Chris knew that I was bream fishing at Ferry, so we’d arranged for us to have the call one day during the late morning period when any fish related action was at its most unlikely and would also be before the usual time of day when I’d be preparing the bait positioning etc. for the night ahead. On the day the telephone call started as planned and we were well into the call ‘agenda’ and I had just finished answering a question from Chris on what kept me motivated on the hard, low stocked waters like Ferry, when totally out of the blue, a bite alarm suddenly went off!
Chris clearly heard the alarm over the phone and so wasn’t offended as I quickly explained that I needed to terminate the conversation to deal with a bite!
Unfortunately the culprit turned out to be a tufftie that had snuck in and snaffled one of my baits while I’d been distracted on the call, so I didn’t have any exciting news to tell Chris shortly afterwards. Chris made me laugh though when he explained that the excitement of hearing the alarm go off over the phone had caused him to suddenly exclaim one or two rather rude words that caught the attention of his lovely wife Lynne and so he’d had to explain to her that such things couldn’t be helped when he’d been witness to the potentially historic event of a bite alarm sounding off at Ferry Lagoon!
Leading up to the final night of my session I knew that I didn’t have long to go before I needed to be packed up and away before both my swim and the car park disappeared under water. As it was the water level in the pit was already over the bank everywhere, including the front of my swim which is usually a good way clear above the water during normal conditions. I’d already moved the rod rests back to help keep the rods and alarms out of the water and packed up all non-essential kit and taken it back to the car, but as darkness approached and the water continued to rise I made sure I set the alarm on my phone to go off every hour and a half so that I could regularly survey my swim and the route back to the car to ensure I didn’t suddenly get very wet and/or get cut off completely.
Perhaps not surprisingly I didn’t sleep too well that last night and eventually, not long after dawn, I was making my final preparations to leave. Water was starting to invade the bivvy itself and I knew that it would be only a short while before things got tricky in the car park as flood water had already started to creep across the track leading into the parking area itself.
As I finally reeled in and packed away the remaining items I knew that the floodwater would continue to get worse before things in the area started to improve and that once again I’d have to alter my fishing plans for the remainder of the spring. In fact Neil the head baliff at Ferry rang me a few days later to inform me that where I’d been bivvied up and even where my car had been parked were now under several feet of water!
Fishing wise the rest of the month has pretty much been taken up with a fishless return to the crucian pit and a more social carping session.
After the initial unsuccessful trip earlier in the year to the pit with the potential for a huge crucian, I decided to try and alter my approach slightly and fished a couple of swims that didn’t have a history of any previous crucian captures. However the swims chosen were based on the some really attractive close-in features that I hoped to further improve with a bit of weed raking to ensure the bottom was clear of any weed/debris and offered good presentation over clean gravel, but still flanked by either weed or cover/snags. The only problem with taking this approach on this particular pit is narrowing the choice down a bit, as the whole place looks like one giant crucian swim! I did eventually manage to choose a couple of swims to experiment with this new tactic, but unfortunately, even with all the hard work that raking a swim can sometimes entail, no bites were forthcoming.
....
To-do list:
a) In the fishing account, what turned out to be responsible for the bite alarm that went off during the phone call with Chris?
b) Name every person the fishing account mentions by name.
c) Carry on the fishing account from its final sentence, keeping its voice and subject.

Supplied data:
....
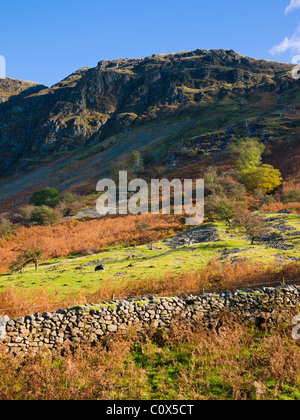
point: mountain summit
(132, 103)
....
Answers per task:
a) A tufftie had snuck in and snaffled one of the baits.

b) Chris, Lynne, Neil

c)
The gravel pit that my friend Steve and I had chosen for our carp orientated social session had also been affected by the recent flooding and had still been closed to anglers for safety reasons only a week or so prior to our visit. However the water levels were now well down on what they’d been previously when the two main pits on the complex and the surrounding river had all been joined together at one point.
News was that there had been some significant movement of fish, especially carp, between the pits and the river and there was plenty of concern with the local carpers that some of the better fish had escaped into the river. What was soon to become very evident was that ‘our’ pit, which previously had a fairly low carp stock, had received a number of very new arrivals during the worst of the flooding in the shape of a gang of very small carp, probably from recent stockings to the pit next door.
The bizarre outcome of this was that the original resident male carp in the pit had become very excited about the new arrivals, which presumably were predominantly females, and had managed to get themselves worked up into a spawning related frenzy despite the low temperatures. It was really quite strange to be sitting there wrapped up in several layers of clothing to try and keep warm in temperatures that barely crept into double figures at the warmest part of the day and to look out across the pit to a bunch of crazy carp going through the spawning rituals!
I’d never fished this particular pit before, but Steve had had plenty of success there in the past, catching nearly all of the better fish at some point. However despite Steve’s great advice and our combined best efforts we both managed to blank.
Since the close of the season on the rivers my spring campaign and stillwater fishing was so far proving to be quite a struggle. I’d been forced to swap plans several times and I’d yet to land a fish of any sort. My fishing related plans for later in the year were also likely to be impacted due to the announcement that CEMEX were due to sell off the angling side of the business.
Over the last few years I’ve been fortunate to receive a complimentary Gold Card, which I’ve been very grateful for as it had enabled me to fish a number of sessions on some great waters that I’d otherwise not have had the opportunity to fish. I’ve been careful not to take too great an advantage of the privilege and have tried to avoid the more popular venues at busy times. But despite a reasonably limited amount of fishing I’ve taken three different PB’s from CEMEX controlled venues over the last couple of years, with PB catfish, eels and grass carp coming from different waters in their portfolio.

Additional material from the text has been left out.